- _TO BE DONE_:
Reproduce the records from the line containing "18, row 26." up to and including the line containing "column 43, row 11", substituting "marker" for "pointer" and leaving everything else unchanged.

--- Start ---

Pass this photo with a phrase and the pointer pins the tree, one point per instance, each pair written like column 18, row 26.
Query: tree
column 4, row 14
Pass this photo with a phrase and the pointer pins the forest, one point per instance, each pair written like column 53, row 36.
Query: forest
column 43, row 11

--- End ---
--- Start ---

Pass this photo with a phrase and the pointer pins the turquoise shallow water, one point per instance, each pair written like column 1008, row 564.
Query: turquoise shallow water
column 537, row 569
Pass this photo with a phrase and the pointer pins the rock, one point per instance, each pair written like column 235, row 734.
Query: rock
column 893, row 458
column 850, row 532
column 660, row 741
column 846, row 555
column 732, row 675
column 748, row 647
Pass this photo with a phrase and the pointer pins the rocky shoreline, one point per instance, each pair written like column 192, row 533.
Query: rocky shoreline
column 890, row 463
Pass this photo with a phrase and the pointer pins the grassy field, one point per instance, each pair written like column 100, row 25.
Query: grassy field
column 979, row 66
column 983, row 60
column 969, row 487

--- End ---

- _ANSWER_:
Pass this photo with a phrase and the marker pins the tree, one point per instance, each pair written like column 18, row 26.
Query: tree
column 4, row 14
Pass this photo with a phrase and the marker pins the forest, one point per instance, each pair written like column 53, row 36.
Query: forest
column 43, row 11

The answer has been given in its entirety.